What you have to do ->
Below are entries; count the lines among them that contain the word "building", and give only the count.
[Record extracts — start]
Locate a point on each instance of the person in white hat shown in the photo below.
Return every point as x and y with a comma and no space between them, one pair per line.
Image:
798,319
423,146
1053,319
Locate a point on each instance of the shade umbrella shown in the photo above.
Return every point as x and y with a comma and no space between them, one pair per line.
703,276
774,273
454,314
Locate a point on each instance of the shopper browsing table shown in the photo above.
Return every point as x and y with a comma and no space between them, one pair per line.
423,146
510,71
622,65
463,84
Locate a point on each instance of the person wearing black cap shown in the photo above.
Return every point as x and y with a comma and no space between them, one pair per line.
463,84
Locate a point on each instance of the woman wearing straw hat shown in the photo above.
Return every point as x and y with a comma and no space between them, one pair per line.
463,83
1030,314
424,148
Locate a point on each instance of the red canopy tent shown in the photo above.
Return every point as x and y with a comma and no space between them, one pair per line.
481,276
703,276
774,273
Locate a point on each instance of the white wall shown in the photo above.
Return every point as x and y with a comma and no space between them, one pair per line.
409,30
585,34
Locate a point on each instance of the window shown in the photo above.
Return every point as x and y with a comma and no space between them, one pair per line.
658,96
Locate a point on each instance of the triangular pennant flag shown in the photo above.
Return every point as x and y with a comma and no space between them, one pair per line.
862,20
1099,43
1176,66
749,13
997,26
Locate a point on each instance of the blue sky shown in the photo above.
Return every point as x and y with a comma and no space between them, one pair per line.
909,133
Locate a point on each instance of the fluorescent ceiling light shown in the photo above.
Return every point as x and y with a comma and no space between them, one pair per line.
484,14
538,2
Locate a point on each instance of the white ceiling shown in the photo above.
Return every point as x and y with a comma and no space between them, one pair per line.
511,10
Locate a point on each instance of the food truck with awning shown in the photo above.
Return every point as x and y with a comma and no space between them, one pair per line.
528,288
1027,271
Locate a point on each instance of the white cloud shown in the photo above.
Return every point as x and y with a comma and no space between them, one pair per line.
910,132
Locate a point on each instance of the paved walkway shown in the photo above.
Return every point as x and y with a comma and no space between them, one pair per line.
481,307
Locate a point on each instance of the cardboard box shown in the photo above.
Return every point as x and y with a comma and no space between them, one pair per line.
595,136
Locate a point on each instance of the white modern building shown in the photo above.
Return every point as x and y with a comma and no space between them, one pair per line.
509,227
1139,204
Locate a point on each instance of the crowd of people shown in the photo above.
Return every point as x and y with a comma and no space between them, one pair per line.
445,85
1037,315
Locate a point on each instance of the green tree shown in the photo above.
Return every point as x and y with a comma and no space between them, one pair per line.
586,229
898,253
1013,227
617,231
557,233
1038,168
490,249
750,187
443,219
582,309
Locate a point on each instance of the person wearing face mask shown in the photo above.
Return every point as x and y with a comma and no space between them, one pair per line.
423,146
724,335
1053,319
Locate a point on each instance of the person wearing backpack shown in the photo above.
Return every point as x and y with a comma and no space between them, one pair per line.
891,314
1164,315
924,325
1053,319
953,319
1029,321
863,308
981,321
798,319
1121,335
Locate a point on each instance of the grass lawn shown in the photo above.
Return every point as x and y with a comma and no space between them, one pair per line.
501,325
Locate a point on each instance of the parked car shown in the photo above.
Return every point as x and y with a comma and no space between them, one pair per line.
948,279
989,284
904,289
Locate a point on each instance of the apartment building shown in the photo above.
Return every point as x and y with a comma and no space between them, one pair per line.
[Record extracts — finish]
Answer box ->
2